* _REQUIRED TASK_
Rewrite the entries from the line with "Please provide the mask of every instance of the white" to the line with "1 326 L 380", replacing "Outlines may be entered here" with "Enter outlines below" and keeping everything else the same.

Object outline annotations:

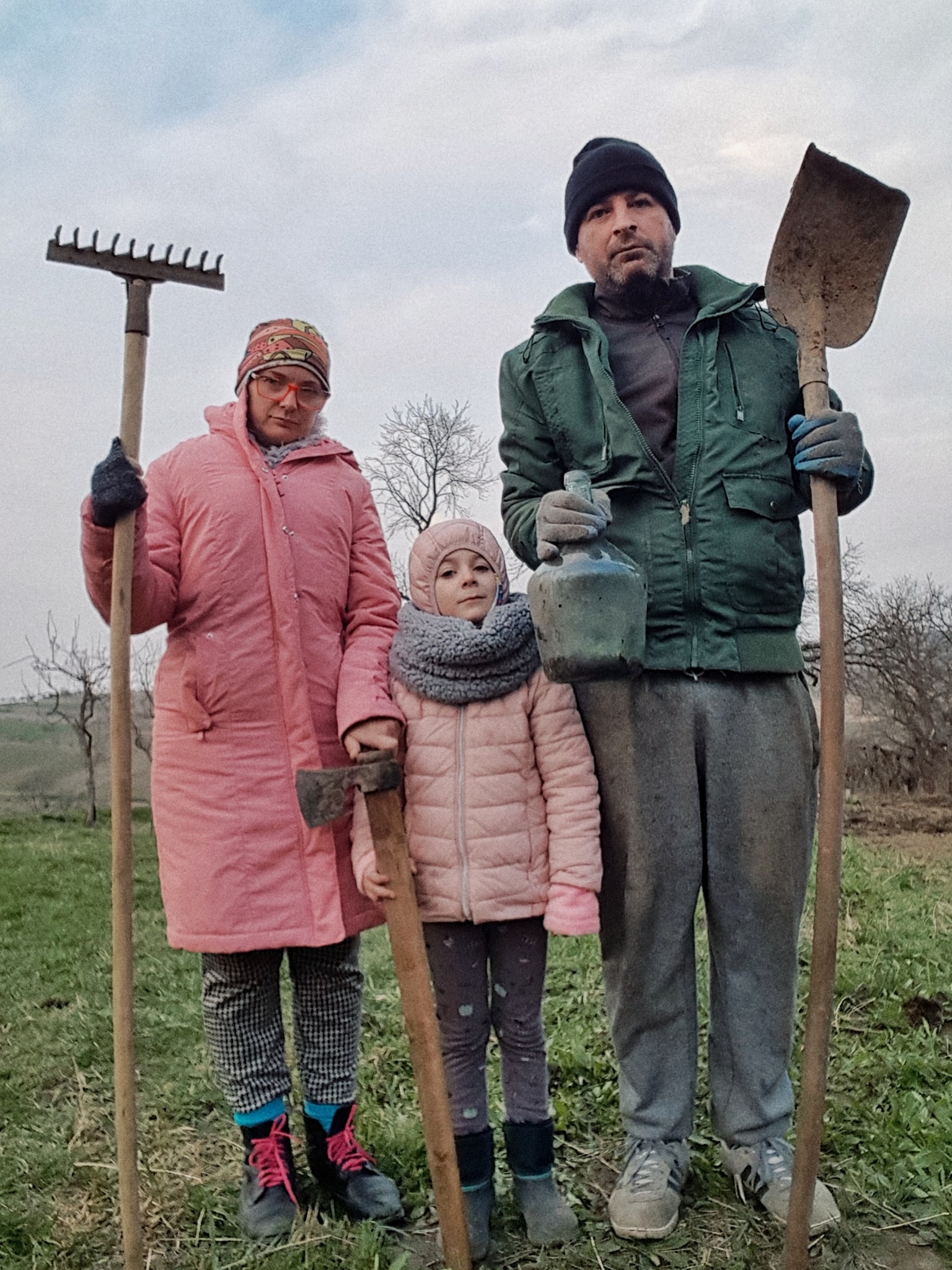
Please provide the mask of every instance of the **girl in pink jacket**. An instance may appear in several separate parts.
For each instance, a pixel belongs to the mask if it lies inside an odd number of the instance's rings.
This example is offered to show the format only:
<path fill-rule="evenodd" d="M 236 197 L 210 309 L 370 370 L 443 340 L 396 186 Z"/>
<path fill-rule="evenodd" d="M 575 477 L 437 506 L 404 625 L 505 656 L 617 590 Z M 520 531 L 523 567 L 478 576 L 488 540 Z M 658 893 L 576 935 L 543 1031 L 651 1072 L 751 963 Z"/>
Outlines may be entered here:
<path fill-rule="evenodd" d="M 390 672 L 406 718 L 407 838 L 480 1259 L 495 1201 L 490 1026 L 529 1240 L 557 1243 L 578 1228 L 552 1179 L 542 991 L 547 932 L 598 931 L 598 785 L 572 690 L 539 668 L 526 596 L 509 594 L 489 530 L 463 519 L 432 526 L 409 572 L 411 602 L 400 611 Z M 360 801 L 353 859 L 363 894 L 390 898 Z"/>
<path fill-rule="evenodd" d="M 324 434 L 327 345 L 263 323 L 236 400 L 150 466 L 118 439 L 93 474 L 83 560 L 109 617 L 113 526 L 136 512 L 133 631 L 168 624 L 155 685 L 152 817 L 173 947 L 202 954 L 216 1071 L 245 1143 L 240 1220 L 287 1233 L 297 1210 L 279 973 L 287 952 L 311 1171 L 357 1217 L 401 1213 L 354 1138 L 359 932 L 381 921 L 347 822 L 308 829 L 300 767 L 396 749 L 387 683 L 400 597 L 371 490 Z"/>

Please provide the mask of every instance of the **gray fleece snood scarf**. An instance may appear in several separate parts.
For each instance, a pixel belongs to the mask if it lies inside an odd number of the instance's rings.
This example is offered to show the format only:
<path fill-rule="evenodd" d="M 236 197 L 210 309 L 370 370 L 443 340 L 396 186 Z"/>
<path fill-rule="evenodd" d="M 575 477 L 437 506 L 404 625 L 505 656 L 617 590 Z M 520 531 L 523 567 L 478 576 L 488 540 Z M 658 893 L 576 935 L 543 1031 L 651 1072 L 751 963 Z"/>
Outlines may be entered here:
<path fill-rule="evenodd" d="M 451 706 L 504 697 L 538 665 L 529 603 L 522 594 L 491 608 L 481 626 L 406 603 L 390 650 L 395 679 L 420 697 Z"/>

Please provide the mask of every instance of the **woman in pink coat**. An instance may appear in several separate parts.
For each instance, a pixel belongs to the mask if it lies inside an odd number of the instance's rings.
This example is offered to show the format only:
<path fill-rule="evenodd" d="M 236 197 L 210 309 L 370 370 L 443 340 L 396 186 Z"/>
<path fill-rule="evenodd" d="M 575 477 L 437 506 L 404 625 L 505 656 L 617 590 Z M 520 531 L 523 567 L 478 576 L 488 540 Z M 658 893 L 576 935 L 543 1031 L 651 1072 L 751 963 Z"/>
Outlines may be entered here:
<path fill-rule="evenodd" d="M 406 718 L 406 828 L 471 1251 L 480 1259 L 495 1200 L 490 1025 L 529 1240 L 559 1243 L 578 1228 L 552 1180 L 542 989 L 547 931 L 598 931 L 598 785 L 572 690 L 541 671 L 526 596 L 509 594 L 489 530 L 449 521 L 421 533 L 410 554 L 410 596 L 390 654 L 393 698 Z M 353 855 L 362 892 L 388 898 L 362 801 Z"/>
<path fill-rule="evenodd" d="M 307 323 L 251 333 L 237 400 L 157 458 L 118 439 L 83 509 L 86 584 L 108 620 L 113 526 L 136 511 L 132 629 L 168 624 L 155 685 L 152 815 L 173 947 L 202 954 L 215 1064 L 241 1126 L 240 1219 L 270 1238 L 297 1209 L 279 970 L 287 950 L 307 1158 L 358 1217 L 400 1214 L 353 1132 L 360 895 L 347 822 L 308 829 L 301 767 L 395 749 L 387 685 L 399 593 L 367 481 L 324 433 L 327 345 Z M 146 502 L 146 488 L 149 491 Z"/>

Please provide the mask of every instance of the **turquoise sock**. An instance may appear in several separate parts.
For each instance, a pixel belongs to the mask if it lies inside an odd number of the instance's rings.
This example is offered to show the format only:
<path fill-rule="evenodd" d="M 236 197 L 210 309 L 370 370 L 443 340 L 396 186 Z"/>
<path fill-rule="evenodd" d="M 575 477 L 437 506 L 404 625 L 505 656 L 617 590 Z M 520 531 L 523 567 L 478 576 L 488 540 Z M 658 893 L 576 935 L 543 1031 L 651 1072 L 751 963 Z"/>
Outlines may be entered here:
<path fill-rule="evenodd" d="M 330 1133 L 330 1126 L 334 1124 L 334 1114 L 343 1106 L 343 1102 L 305 1102 L 305 1115 L 310 1115 L 312 1120 L 319 1120 L 324 1132 Z"/>
<path fill-rule="evenodd" d="M 265 1120 L 277 1120 L 279 1115 L 284 1115 L 287 1107 L 284 1106 L 284 1099 L 273 1099 L 270 1102 L 265 1102 L 263 1107 L 258 1107 L 256 1111 L 236 1111 L 235 1124 L 244 1125 L 249 1129 L 255 1124 L 264 1124 Z"/>

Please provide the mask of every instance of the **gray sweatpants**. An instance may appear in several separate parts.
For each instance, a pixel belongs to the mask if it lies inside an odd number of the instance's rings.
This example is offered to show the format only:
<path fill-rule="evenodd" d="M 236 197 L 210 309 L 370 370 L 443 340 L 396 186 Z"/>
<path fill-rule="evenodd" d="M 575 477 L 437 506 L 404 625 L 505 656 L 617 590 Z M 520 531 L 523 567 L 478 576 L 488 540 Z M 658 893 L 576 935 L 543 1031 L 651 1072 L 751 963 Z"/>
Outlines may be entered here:
<path fill-rule="evenodd" d="M 602 791 L 602 954 L 626 1133 L 692 1132 L 701 893 L 713 1128 L 731 1144 L 781 1137 L 816 814 L 806 686 L 655 671 L 575 692 Z"/>
<path fill-rule="evenodd" d="M 215 1069 L 232 1111 L 291 1093 L 281 1013 L 288 956 L 294 1048 L 308 1102 L 350 1102 L 360 1049 L 360 939 L 324 947 L 202 954 L 202 1012 Z"/>
<path fill-rule="evenodd" d="M 489 1125 L 490 1024 L 503 1059 L 506 1119 L 517 1124 L 547 1120 L 548 1068 L 542 1027 L 547 933 L 542 918 L 480 926 L 424 922 L 423 935 L 437 997 L 453 1133 L 480 1133 Z"/>

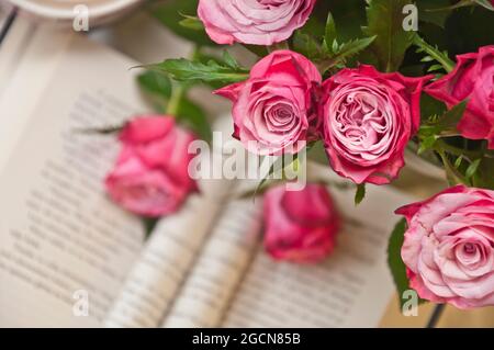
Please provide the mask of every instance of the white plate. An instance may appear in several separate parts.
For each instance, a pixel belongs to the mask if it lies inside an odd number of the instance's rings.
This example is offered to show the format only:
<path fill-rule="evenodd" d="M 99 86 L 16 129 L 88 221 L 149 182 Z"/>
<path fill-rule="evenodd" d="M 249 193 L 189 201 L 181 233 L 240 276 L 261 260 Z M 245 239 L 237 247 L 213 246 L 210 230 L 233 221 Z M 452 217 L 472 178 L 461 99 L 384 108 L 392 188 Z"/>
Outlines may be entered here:
<path fill-rule="evenodd" d="M 114 16 L 136 5 L 143 0 L 8 0 L 21 10 L 36 16 L 56 21 L 72 21 L 77 5 L 83 4 L 89 10 L 90 25 L 99 20 Z"/>

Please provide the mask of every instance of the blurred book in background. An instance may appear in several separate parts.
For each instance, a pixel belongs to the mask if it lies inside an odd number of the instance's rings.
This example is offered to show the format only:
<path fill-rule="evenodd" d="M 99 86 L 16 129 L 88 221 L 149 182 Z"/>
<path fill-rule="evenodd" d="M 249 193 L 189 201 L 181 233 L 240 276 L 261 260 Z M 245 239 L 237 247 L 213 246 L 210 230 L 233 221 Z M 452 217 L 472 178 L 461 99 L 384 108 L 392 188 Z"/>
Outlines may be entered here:
<path fill-rule="evenodd" d="M 12 35 L 12 49 L 0 52 L 1 326 L 380 323 L 393 293 L 392 208 L 409 197 L 371 188 L 355 208 L 351 191 L 335 190 L 345 225 L 335 255 L 313 267 L 262 251 L 261 202 L 238 199 L 243 181 L 203 181 L 202 194 L 143 244 L 142 223 L 102 188 L 113 138 L 75 132 L 147 110 L 128 71 L 137 63 L 44 26 Z M 80 291 L 88 316 L 75 315 Z"/>

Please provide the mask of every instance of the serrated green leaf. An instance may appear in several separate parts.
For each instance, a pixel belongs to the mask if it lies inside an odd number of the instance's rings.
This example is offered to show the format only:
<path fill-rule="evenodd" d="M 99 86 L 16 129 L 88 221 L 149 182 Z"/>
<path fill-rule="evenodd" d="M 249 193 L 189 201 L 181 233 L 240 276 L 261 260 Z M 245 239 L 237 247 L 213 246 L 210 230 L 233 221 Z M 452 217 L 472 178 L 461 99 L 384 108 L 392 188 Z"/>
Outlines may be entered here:
<path fill-rule="evenodd" d="M 184 15 L 184 19 L 179 22 L 179 24 L 183 27 L 193 31 L 204 31 L 204 24 L 202 24 L 201 20 L 197 16 Z"/>
<path fill-rule="evenodd" d="M 427 136 L 426 138 L 424 138 L 420 142 L 420 147 L 418 147 L 418 151 L 417 151 L 418 155 L 422 155 L 426 150 L 433 149 L 434 146 L 436 145 L 436 142 L 437 142 L 436 135 L 430 135 L 430 136 Z"/>
<path fill-rule="evenodd" d="M 244 81 L 248 78 L 247 70 L 233 69 L 215 60 L 210 60 L 204 64 L 186 58 L 167 59 L 162 63 L 145 67 L 166 72 L 177 81 L 202 81 L 228 84 Z"/>
<path fill-rule="evenodd" d="M 197 29 L 190 29 L 183 26 L 182 13 L 193 14 L 198 10 L 199 0 L 167 0 L 156 2 L 149 5 L 149 12 L 161 24 L 167 26 L 175 34 L 193 42 L 198 45 L 216 45 L 213 43 L 205 31 L 198 31 Z"/>
<path fill-rule="evenodd" d="M 454 161 L 454 168 L 456 169 L 460 168 L 462 161 L 463 161 L 463 156 L 458 157 L 457 160 Z"/>
<path fill-rule="evenodd" d="M 359 54 L 360 52 L 366 49 L 369 45 L 371 45 L 374 39 L 375 36 L 363 37 L 344 43 L 339 45 L 339 47 L 334 46 L 333 52 L 335 54 L 330 55 L 329 58 L 326 58 L 325 60 L 318 63 L 321 70 L 326 71 L 333 67 L 337 67 L 338 65 L 345 64 L 352 56 Z M 334 45 L 337 45 L 336 41 L 334 42 Z"/>
<path fill-rule="evenodd" d="M 426 56 L 422 59 L 422 61 L 427 63 L 436 60 L 446 71 L 450 72 L 453 70 L 454 63 L 448 57 L 447 52 L 441 52 L 437 46 L 429 45 L 418 34 L 413 36 L 413 43 L 418 47 L 416 50 L 417 53 L 426 53 Z"/>
<path fill-rule="evenodd" d="M 427 69 L 427 71 L 431 72 L 431 71 L 438 71 L 438 70 L 441 70 L 441 69 L 442 69 L 441 65 L 433 65 L 433 66 L 429 67 L 429 69 Z"/>
<path fill-rule="evenodd" d="M 211 124 L 206 113 L 199 104 L 188 98 L 182 98 L 178 104 L 176 117 L 180 124 L 192 129 L 201 139 L 211 140 Z"/>
<path fill-rule="evenodd" d="M 235 71 L 242 70 L 240 65 L 226 49 L 223 52 L 223 61 Z"/>
<path fill-rule="evenodd" d="M 467 100 L 462 101 L 449 111 L 446 111 L 441 116 L 435 118 L 435 121 L 430 120 L 428 123 L 423 124 L 418 131 L 418 137 L 425 140 L 431 136 L 437 138 L 442 132 L 456 131 L 467 109 Z"/>
<path fill-rule="evenodd" d="M 490 0 L 473 0 L 473 1 L 487 10 L 494 11 L 494 5 Z"/>
<path fill-rule="evenodd" d="M 146 93 L 158 94 L 166 99 L 171 95 L 171 81 L 161 72 L 146 70 L 137 76 L 137 82 Z"/>
<path fill-rule="evenodd" d="M 450 0 L 416 0 L 418 20 L 445 27 L 446 20 L 451 14 Z"/>
<path fill-rule="evenodd" d="M 357 190 L 355 192 L 355 205 L 362 203 L 366 197 L 366 183 L 357 184 Z"/>
<path fill-rule="evenodd" d="M 403 293 L 411 289 L 408 278 L 406 275 L 406 267 L 402 260 L 402 247 L 405 239 L 406 228 L 406 219 L 402 218 L 398 221 L 391 233 L 388 244 L 388 266 L 390 267 L 391 274 L 393 275 L 394 284 L 396 286 L 400 308 L 403 307 Z M 422 303 L 424 301 L 419 300 L 418 302 Z"/>
<path fill-rule="evenodd" d="M 318 59 L 323 56 L 323 48 L 319 43 L 310 34 L 302 30 L 296 31 L 292 38 L 293 49 L 310 59 Z"/>
<path fill-rule="evenodd" d="M 377 36 L 371 49 L 384 71 L 396 71 L 411 46 L 414 32 L 403 29 L 403 8 L 411 0 L 368 0 L 368 25 L 362 29 L 369 36 Z"/>
<path fill-rule="evenodd" d="M 467 178 L 467 180 L 470 180 L 473 178 L 473 176 L 476 173 L 476 170 L 479 169 L 479 166 L 481 163 L 482 159 L 475 159 L 468 168 L 467 171 L 464 172 L 464 177 Z"/>
<path fill-rule="evenodd" d="M 464 111 L 467 110 L 468 101 L 462 101 L 447 111 L 441 117 L 439 117 L 436 126 L 439 131 L 456 129 L 458 123 L 460 123 Z"/>
<path fill-rule="evenodd" d="M 324 33 L 324 45 L 327 50 L 336 53 L 333 48 L 335 45 L 337 46 L 337 32 L 336 32 L 336 23 L 335 19 L 333 18 L 333 14 L 329 12 L 327 14 L 326 20 L 326 29 Z"/>

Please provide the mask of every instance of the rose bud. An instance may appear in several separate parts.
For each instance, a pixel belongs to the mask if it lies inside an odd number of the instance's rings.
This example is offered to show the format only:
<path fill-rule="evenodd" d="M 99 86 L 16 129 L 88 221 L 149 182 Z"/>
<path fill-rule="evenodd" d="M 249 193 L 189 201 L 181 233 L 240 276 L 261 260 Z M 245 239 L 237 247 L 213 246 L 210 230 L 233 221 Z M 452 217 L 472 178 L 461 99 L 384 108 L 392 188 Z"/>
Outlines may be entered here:
<path fill-rule="evenodd" d="M 198 15 L 217 44 L 270 46 L 307 21 L 316 0 L 200 0 Z"/>
<path fill-rule="evenodd" d="M 409 286 L 459 308 L 494 305 L 494 191 L 450 188 L 396 211 Z"/>
<path fill-rule="evenodd" d="M 234 137 L 258 155 L 296 154 L 317 123 L 317 68 L 304 56 L 277 50 L 258 61 L 247 81 L 216 90 L 234 102 Z M 314 125 L 313 125 L 314 124 Z"/>
<path fill-rule="evenodd" d="M 318 262 L 335 247 L 339 217 L 326 187 L 301 191 L 284 185 L 265 194 L 265 247 L 277 260 Z"/>
<path fill-rule="evenodd" d="M 390 183 L 420 122 L 423 84 L 372 66 L 345 68 L 323 84 L 319 115 L 333 169 L 356 183 Z"/>
<path fill-rule="evenodd" d="M 494 45 L 475 54 L 457 56 L 453 71 L 430 83 L 425 91 L 448 108 L 468 99 L 467 111 L 458 129 L 471 139 L 489 140 L 494 149 Z"/>
<path fill-rule="evenodd" d="M 175 124 L 171 116 L 141 116 L 120 133 L 122 149 L 105 179 L 110 197 L 143 216 L 176 212 L 197 190 L 188 173 L 189 144 L 194 136 Z"/>

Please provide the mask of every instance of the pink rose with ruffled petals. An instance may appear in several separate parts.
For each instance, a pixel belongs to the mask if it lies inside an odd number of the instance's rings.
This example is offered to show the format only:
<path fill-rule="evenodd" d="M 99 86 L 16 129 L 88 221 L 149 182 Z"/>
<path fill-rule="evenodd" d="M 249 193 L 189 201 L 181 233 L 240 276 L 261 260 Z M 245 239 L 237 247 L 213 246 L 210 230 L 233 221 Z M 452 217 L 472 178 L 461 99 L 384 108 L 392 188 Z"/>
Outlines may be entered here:
<path fill-rule="evenodd" d="M 356 183 L 390 183 L 404 166 L 420 122 L 423 84 L 431 77 L 341 69 L 323 84 L 319 115 L 333 169 Z"/>
<path fill-rule="evenodd" d="M 265 247 L 274 259 L 317 262 L 335 247 L 339 217 L 326 187 L 279 185 L 265 194 Z"/>
<path fill-rule="evenodd" d="M 458 185 L 396 213 L 408 223 L 402 258 L 420 297 L 494 305 L 494 191 Z"/>
<path fill-rule="evenodd" d="M 467 138 L 489 140 L 489 148 L 494 149 L 494 45 L 457 58 L 454 70 L 425 91 L 448 108 L 468 99 L 458 129 Z"/>
<path fill-rule="evenodd" d="M 122 150 L 105 180 L 111 199 L 143 216 L 176 212 L 197 190 L 188 173 L 194 136 L 171 116 L 150 115 L 128 122 L 120 133 Z"/>
<path fill-rule="evenodd" d="M 317 68 L 304 56 L 277 50 L 258 61 L 247 81 L 216 90 L 234 102 L 234 136 L 259 155 L 296 154 L 313 137 Z"/>
<path fill-rule="evenodd" d="M 200 0 L 198 15 L 217 44 L 270 46 L 307 21 L 316 0 Z"/>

* _EXERCISE RESULT_
Please provide the mask of every instance of the white plate. An instance may appear in several separate parts.
For each instance, a pixel belongs to the mask if it lies inside an odd number of the instance's rings.
This example is offered to show the format only:
<path fill-rule="evenodd" d="M 99 86 L 16 129 L 88 221 L 149 182 Z"/>
<path fill-rule="evenodd" d="M 249 193 L 189 201 L 181 233 L 240 276 L 261 260 Z M 245 239 L 237 247 L 213 246 L 210 230 L 233 221 Z M 452 217 L 472 178 L 461 99 L 384 108 L 392 188 Z"/>
Enter outlines below:
<path fill-rule="evenodd" d="M 114 16 L 136 5 L 143 0 L 8 0 L 21 10 L 36 16 L 56 21 L 72 21 L 77 5 L 83 4 L 89 10 L 90 25 L 99 20 Z"/>

Please provide the mask of every instance of the blurred book in background. An instance may appear in several separate parts.
For each instance, a pixel belongs to the mask if it lies inside an odd number of the instance's rings.
This example is offered to show the format only:
<path fill-rule="evenodd" d="M 99 86 L 16 129 L 88 221 L 149 182 Z"/>
<path fill-rule="evenodd" d="M 249 193 L 189 201 L 181 233 L 240 276 L 261 260 Z M 245 239 L 237 247 L 213 246 L 210 230 L 233 221 Z M 452 217 L 472 178 L 461 99 L 384 108 L 392 188 Z"/>
Enter outlines below:
<path fill-rule="evenodd" d="M 12 35 L 12 49 L 0 52 L 1 326 L 380 323 L 393 293 L 392 208 L 409 197 L 371 188 L 355 208 L 351 191 L 335 190 L 345 225 L 335 255 L 313 267 L 262 251 L 261 202 L 238 199 L 243 181 L 203 181 L 202 194 L 143 244 L 142 223 L 102 188 L 113 138 L 75 132 L 147 110 L 128 71 L 137 63 L 44 26 Z M 80 291 L 88 316 L 75 315 Z"/>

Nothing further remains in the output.